> [Assigned task A]: In the DataX sync guide, which variable in the bin/datax.py script has to be changed?
> [Assigned task B]: Decide whether each statement agrees with the DataX sync guide, answering yes or no and quoting the deciding words: (i) DataX is described as an open-source offline data sync tool. (ii) The hadoop-cos jar files are copied only into the hdfsreader libs folder. (iii) The sample reader sets the file type to "orc".
> [Assigned task C]: Pick up the DataX sync guide at its last line and carry on writing it.

> [Document excerpt]:
BEGIN
Using DataX to Sync Data Between Buckets with Metadata Acceleration Enabled

Terakhir diperbarui:2024-03-25 16:04:01

Overview
DataX is an open-source offline data sync tool. It can efficiently sync data between various heterogeneous data sources, including MySQL, SQL Server, Oracle, PostgreSQL, HDFS, Hive, HBase, OTS, and ODPS.
COS buckets with metadata acceleration enabled can act as the HDFS service in the Hadoop system to provide Hadoop Compatible File System (HCFS) semantics-based access for your business.
This document describes how to use DataX to sync data between two buckets with metadata acceleration enabled.
Environmental Dependencies
HADOOP-COS and the corresponding cos_api-bundle.
DataX version: DataX 3.0.
Download and Installation
Downloading hadoop-cos
Download hadoop-cos and cos_api-bundle of the corresponding version from GitHub.
Download chdfs-hadoop-plugin from GitHub.
Downloading DataX package
Download DataX from GitHub.
Installing hadoop-cos
After downloading hadoop-cos, copy hadoop-cos-2.x.x-${version}.jar, cos_api-bundle-${version}.jar, and chdfs_hadoop_plugin_network-${version}.jar to plugin/reader/hdfsreader/libs/ and plugin/writer/hdfswriter/libs/ in the extracted DataX path.
How to Use
Bucket configuration
Enter the bucket with metadata acceleration enabled, and configure the VPC where the DataX server runs in HDFS Permission Configuration.
Note: 
 The source and destination buckets should at least allow read and write requests in the VPC respectively.
DataX configuration
1. Modify the datax.py script
Open the bin/datax.py script in the DataX decompression directory, and modify the CLASS_PATH variable in the script as follows:
CLASS_PATH = ("%s/lib/*:%s/plugin/reader/hdfsreader/libs/*:%s/plugin/writer/hdfswriter/libs/*:.") % (DATAX_HOME, DATAX_HOME, DATAX_HOME)
2. Configure hdfsreader and hdfswriter in the configuration JSON file
A sample JSON file is as shown below:
{
  "job": {
  "setting": {
    "speed": {
      "byte": 10485760
    },
    "errorLimit": {
      "record": 0,
      "percentage": 0.02
    }
  },
  "content": [{
    "reader": {
      "name": "hdfsreader",
      "parameter": {
        "path": "/test/",
        "defaultFS": "cosn://examplebucket1-1250000000/",
        "column": ["*"],
        "fileType": "text",
        "encoding": "UTF-8",
        "hadoopConfig": {
          "fs.cosn.impl": "org.apache.hadoop.fs.CosFileSystem",
          "fs.cosn.trsf.fs.ofs.bucket.region": "ap-guangzhou",
          "fs.cosn.bucket.region": "ap-guangzhou",
          "fs.cosn.tmp.dir": "/tmp/hadoop_cos",
          "fs.cosn.trsf.fs.ofs.tmp.cache.dir": "/tmp/",
          "fs.cosn.userinfo.secretId": "COS_SECRETID",
          "fs.cosn.userinfo.secretKey": "COS_SECRETKEY",
          "fs.cosn.trsf.fs.ofs.user.appid": "1250000000"
END
> [Extracted entries]:
BEGIN
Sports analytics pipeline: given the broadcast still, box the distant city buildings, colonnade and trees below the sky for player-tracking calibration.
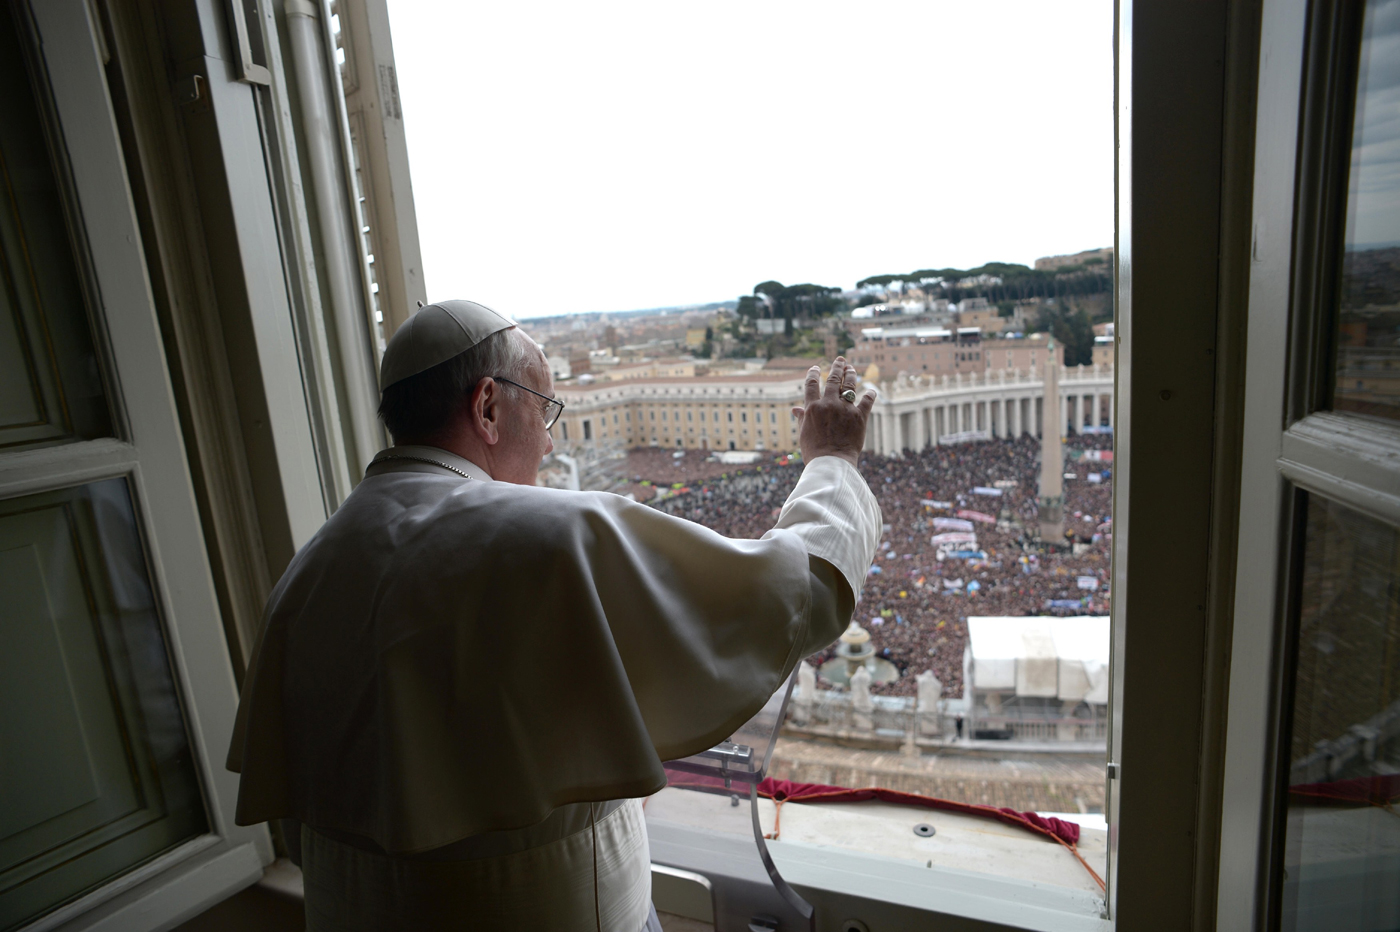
[525,249,1113,487]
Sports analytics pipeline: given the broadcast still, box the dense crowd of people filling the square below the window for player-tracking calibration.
[651,434,1113,697]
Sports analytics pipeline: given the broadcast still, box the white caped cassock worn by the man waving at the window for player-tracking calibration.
[228,446,881,932]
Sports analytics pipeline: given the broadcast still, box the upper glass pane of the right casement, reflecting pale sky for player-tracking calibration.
[1333,0,1400,418]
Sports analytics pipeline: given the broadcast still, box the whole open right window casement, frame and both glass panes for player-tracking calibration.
[1221,0,1400,932]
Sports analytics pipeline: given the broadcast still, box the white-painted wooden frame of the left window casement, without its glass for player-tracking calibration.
[0,0,273,932]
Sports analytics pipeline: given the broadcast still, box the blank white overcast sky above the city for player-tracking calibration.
[389,0,1113,318]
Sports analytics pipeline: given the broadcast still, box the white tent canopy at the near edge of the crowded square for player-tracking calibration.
[967,616,1109,705]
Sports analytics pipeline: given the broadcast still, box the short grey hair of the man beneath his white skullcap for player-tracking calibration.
[379,327,538,444]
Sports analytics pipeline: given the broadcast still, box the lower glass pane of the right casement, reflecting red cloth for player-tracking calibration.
[1282,497,1400,932]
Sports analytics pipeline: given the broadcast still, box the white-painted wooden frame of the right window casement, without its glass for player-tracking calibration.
[1215,0,1400,929]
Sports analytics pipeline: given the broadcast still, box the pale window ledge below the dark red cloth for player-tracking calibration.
[647,789,1112,932]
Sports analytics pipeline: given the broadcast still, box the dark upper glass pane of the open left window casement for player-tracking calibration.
[0,4,112,449]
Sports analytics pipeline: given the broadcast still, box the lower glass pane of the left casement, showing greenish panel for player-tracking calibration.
[0,479,207,929]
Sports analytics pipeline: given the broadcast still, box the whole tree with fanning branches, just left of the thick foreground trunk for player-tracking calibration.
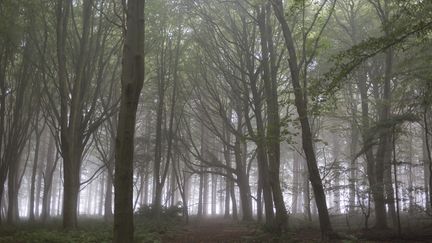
[48,0,118,229]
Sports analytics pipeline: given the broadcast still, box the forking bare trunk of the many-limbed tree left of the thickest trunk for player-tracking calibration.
[56,0,93,229]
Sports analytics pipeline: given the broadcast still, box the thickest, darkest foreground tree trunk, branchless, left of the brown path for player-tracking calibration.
[113,0,145,239]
END
> [Final answer A]: The CLASS_PATH variable.

> [Final answer B]:
(i) Yes: "DataX is an open-source offline data sync tool."
(ii) No: "to plugin/reader/hdfsreader/libs/ and plugin/writer/hdfswriter/libs/ in the extracted DataX path."
(iii) No: "fileType": "text"

> [Final answer C]:
        },
        "fieldDelimiter": ","
      }
    },
    "writer": {
      "name": "hdfswriter",
      "parameter": {
        "path": "/",
        "fileName": "hive.test",
        "defaultFS": "cosn://examplebucket2-1250000000/",
        "column": [
          {"name":"col1","type":"int"},
          {"name":"col2","type":"string"}
        ],
        "fileType": "text",
        "encoding": "UTF-8",
        "hadoopConfig": {
          "fs.cosn.impl": "org.apache.hadoop.fs.CosFileSystem",
          "fs.cosn.trsf.fs.ofs.bucket.region": "ap-guangzhou",
          "fs.cosn.bucket.region": "ap-guangzhou",
          "fs.cosn.tmp.dir": "/tmp/hadoop_cos",
          "fs.cosn.trsf.fs.ofs.tmp.cache.dir": "/tmp/",
          "fs.cosn.userinfo.secretId": "COS_SECRETID",
          "fs.cosn.userinfo.secretKey": "COS_SECRETKEY",
          "fs.cosn.trsf.fs.ofs.user.appid": "1250000000"
        },
        "fieldDelimiter": ",",
        "writeMode": "append"
      }
    }
  }]
 }
}
Notes:
Configure hadoopConfig as required for cosn.
Set defaultFS to the COSN path, such as cosn://examplebucket-1250000000/.
Change fs.cosn.userinfo.region and fs.cosn.trsf.fs.ofs.bucket.region to the bucket region, such as ap-guangzhou. For more information, see Regions and Access Endpoints.
For COS_SECRETID and COS_SECRETKEY, use your own COS key information.
Change fs.ofs.user.appid and fs.cosn.trsf.fs.ofs.user.appid to your appid.
Note: 
fs.cosn.trsf.fs.ofs.bucket.region and fs.cosn.trsf.fs.ofs.user.appid have been removed from Hadoop-COS 8.1.7 and later. Therefore, note the version difference during use. For other configurations, see the reader and writer configuration items of HDFS.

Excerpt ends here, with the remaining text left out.